**THE REQUEST:** Please locate every line in the data below that contains the word "window", and copy each of those lines in full.

[begin INFORMATION PROVIDED]

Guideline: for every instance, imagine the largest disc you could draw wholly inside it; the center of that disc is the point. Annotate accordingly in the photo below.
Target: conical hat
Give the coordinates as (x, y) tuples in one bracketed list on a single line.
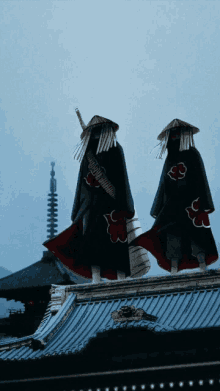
[(177, 123), (98, 121)]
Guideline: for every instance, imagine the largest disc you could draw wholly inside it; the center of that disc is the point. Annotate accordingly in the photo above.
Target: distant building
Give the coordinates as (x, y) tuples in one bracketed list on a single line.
[(31, 285)]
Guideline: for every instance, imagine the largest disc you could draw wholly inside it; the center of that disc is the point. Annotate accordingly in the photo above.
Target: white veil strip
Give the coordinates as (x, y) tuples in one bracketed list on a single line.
[(163, 145), (107, 140)]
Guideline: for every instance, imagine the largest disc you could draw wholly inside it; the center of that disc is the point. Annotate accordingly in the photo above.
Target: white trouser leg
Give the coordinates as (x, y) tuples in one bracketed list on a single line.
[(174, 266), (95, 274), (201, 259), (120, 275)]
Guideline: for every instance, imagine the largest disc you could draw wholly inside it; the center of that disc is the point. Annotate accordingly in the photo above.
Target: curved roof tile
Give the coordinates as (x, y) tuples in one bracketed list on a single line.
[(75, 324)]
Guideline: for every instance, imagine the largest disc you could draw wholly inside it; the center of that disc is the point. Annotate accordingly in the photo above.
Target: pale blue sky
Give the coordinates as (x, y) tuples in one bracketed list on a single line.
[(138, 63)]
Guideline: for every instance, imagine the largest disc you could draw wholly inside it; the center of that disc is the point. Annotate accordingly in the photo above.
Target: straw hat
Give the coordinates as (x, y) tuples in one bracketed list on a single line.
[(175, 124), (95, 123)]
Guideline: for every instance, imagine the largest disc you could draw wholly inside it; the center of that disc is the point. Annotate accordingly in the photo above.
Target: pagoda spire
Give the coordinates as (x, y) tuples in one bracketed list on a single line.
[(52, 204)]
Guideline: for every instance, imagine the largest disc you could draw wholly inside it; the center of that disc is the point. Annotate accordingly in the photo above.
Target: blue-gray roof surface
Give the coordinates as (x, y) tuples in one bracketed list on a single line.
[(75, 324), (45, 272)]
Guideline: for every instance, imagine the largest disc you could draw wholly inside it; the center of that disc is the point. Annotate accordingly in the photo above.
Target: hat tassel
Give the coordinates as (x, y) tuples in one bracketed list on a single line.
[(80, 118)]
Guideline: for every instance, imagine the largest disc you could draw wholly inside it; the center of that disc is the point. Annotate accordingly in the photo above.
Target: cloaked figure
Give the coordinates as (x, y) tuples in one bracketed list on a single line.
[(96, 244), (181, 237)]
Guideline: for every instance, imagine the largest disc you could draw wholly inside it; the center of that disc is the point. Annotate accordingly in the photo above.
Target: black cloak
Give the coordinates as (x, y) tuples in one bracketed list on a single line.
[(97, 236), (181, 207)]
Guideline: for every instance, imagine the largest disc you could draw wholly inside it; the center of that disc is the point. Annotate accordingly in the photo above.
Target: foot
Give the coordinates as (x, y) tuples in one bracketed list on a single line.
[(174, 270), (203, 267), (96, 278), (202, 264), (120, 275), (174, 266)]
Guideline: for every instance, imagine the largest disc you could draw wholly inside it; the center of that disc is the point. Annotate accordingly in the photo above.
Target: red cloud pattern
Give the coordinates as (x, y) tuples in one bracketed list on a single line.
[(177, 172), (116, 227), (199, 217)]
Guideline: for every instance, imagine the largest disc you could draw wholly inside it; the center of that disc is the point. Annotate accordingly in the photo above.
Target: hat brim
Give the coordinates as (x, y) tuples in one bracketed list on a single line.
[(95, 127), (186, 131)]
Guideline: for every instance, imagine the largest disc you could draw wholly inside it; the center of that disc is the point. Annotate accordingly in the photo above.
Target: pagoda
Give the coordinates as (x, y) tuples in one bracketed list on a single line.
[(31, 285)]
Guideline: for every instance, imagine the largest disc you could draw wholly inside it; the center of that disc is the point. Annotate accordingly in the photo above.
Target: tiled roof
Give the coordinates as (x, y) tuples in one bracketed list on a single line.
[(45, 272), (78, 321)]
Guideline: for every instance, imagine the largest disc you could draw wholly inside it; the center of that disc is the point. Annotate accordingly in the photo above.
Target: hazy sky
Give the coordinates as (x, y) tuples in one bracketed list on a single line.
[(138, 63)]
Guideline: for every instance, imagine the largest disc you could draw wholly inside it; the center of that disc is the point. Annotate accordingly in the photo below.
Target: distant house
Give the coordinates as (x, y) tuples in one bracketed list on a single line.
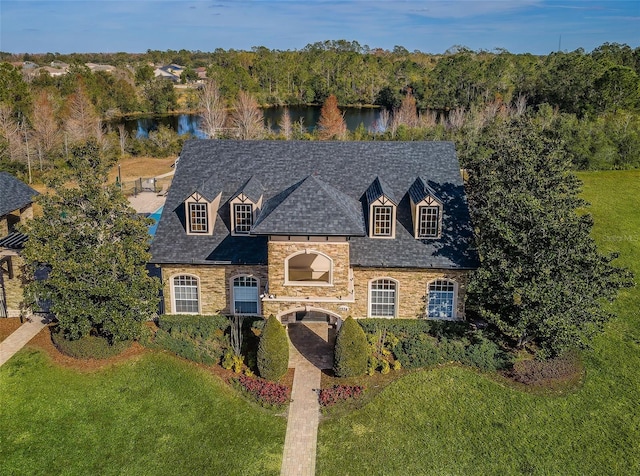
[(316, 230), (16, 200), (107, 68), (171, 72)]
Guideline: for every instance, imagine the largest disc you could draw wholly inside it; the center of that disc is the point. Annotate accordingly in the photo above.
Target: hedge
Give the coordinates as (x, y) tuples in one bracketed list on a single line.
[(351, 353), (273, 350)]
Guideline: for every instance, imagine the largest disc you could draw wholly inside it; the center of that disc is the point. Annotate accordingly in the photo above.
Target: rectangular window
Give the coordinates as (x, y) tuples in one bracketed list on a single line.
[(243, 216), (185, 290), (428, 220), (382, 221), (198, 220), (383, 298)]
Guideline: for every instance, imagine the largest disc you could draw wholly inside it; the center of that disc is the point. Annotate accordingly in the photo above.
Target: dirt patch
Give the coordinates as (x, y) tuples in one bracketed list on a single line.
[(8, 326), (132, 168)]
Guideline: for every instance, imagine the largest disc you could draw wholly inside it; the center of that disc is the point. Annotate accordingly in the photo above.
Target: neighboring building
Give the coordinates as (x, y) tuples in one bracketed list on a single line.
[(316, 229), (16, 200)]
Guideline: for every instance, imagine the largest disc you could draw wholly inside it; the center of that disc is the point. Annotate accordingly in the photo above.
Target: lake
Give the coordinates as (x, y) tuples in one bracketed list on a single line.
[(189, 123)]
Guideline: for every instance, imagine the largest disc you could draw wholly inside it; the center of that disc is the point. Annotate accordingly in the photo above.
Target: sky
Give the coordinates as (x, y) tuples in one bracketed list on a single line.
[(133, 26)]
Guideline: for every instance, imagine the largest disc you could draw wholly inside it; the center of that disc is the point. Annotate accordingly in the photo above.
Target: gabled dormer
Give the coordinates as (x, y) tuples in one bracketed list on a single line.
[(245, 205), (426, 210), (200, 213), (382, 209)]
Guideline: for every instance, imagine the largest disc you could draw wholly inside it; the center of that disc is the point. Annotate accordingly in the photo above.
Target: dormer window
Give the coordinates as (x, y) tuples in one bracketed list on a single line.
[(382, 220), (428, 221), (198, 219), (243, 214), (245, 204), (426, 210), (200, 213), (382, 207)]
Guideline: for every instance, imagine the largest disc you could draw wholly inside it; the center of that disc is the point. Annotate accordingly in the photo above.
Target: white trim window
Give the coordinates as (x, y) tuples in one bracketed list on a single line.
[(243, 214), (308, 268), (185, 294), (383, 298), (198, 219), (245, 295), (382, 220), (428, 220), (441, 299)]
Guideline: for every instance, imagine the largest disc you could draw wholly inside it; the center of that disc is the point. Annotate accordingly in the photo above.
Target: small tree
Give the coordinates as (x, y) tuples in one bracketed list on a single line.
[(95, 249), (273, 350), (331, 124), (351, 354), (213, 111), (247, 117)]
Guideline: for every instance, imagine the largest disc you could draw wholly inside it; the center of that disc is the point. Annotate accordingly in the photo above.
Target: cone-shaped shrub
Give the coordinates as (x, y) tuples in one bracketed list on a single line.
[(273, 350), (352, 351)]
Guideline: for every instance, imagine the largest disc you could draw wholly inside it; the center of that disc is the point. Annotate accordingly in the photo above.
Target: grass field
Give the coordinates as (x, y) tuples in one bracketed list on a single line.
[(453, 420), (152, 414)]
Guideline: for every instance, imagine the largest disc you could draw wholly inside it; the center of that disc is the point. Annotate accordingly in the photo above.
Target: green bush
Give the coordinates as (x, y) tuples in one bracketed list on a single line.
[(89, 347), (273, 350), (351, 354), (200, 339)]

[end INFORMATION PROVIDED]

**WRITTEN RESPONSE:**
Target: rectangular window
Target: dormer window
Target: white trim window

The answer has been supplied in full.